Set task:
Reproduce every record exactly as it appears, but not the pictures.

Records to process:
**********
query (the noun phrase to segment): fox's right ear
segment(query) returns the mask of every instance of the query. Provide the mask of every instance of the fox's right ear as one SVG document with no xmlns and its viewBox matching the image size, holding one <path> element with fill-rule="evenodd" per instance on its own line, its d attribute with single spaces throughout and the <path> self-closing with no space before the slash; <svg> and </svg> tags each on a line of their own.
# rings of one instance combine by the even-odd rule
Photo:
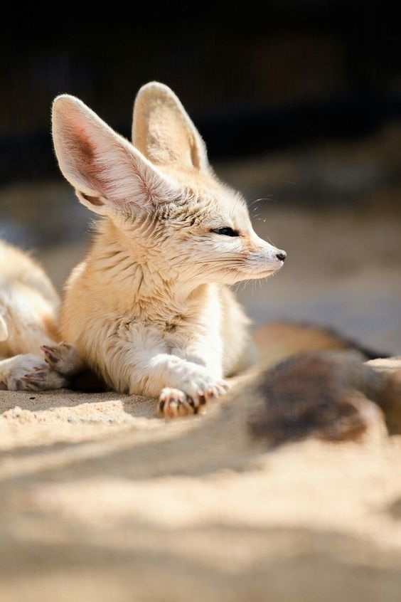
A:
<svg viewBox="0 0 401 602">
<path fill-rule="evenodd" d="M 143 85 L 137 95 L 132 143 L 156 165 L 208 169 L 200 134 L 173 90 L 159 82 Z"/>
<path fill-rule="evenodd" d="M 60 169 L 91 211 L 140 214 L 177 198 L 171 179 L 74 96 L 55 100 L 52 125 Z"/>
</svg>

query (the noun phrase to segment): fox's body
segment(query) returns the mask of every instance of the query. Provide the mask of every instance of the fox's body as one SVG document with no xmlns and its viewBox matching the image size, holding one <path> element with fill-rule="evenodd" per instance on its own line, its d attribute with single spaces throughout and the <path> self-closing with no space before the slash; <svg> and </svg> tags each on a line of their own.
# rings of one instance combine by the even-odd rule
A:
**********
Full response:
query (the noun phrase to segment): fox's right ear
segment(query) returns the mask of every instance of the query. Provide the mask of every instance of the fox's right ear as one SVG document with no xmlns and its viewBox matching the image size, holding one <path> element with fill-rule="evenodd" per instance on its own line, its d attribute with single spaces throughout and the <path> self-closing with no space before the slash; <svg> and </svg> tags each on a line of their own.
# rings of one instance combine by the even-odd rule
Photo:
A:
<svg viewBox="0 0 401 602">
<path fill-rule="evenodd" d="M 143 85 L 137 95 L 132 143 L 156 165 L 208 169 L 200 134 L 173 90 L 159 82 Z"/>
<path fill-rule="evenodd" d="M 60 169 L 91 211 L 140 214 L 177 198 L 171 179 L 74 96 L 55 100 L 52 125 Z"/>
</svg>

query (the noun phrase to segment): fox's body
segment(query) returns the mask of every instance of the query. Provide the mask of every instance of the fox's body as one SVG document with no xmlns and its viewBox matching the image size, holding one <path> element with fill-rule="evenodd" per instance on its own line, its d attribute with single spaces throughout and the <path> self-closing with no space before the slash; <svg> and </svg> tags each on a line of their own.
# rings of one instance combine by the even-odd rule
A:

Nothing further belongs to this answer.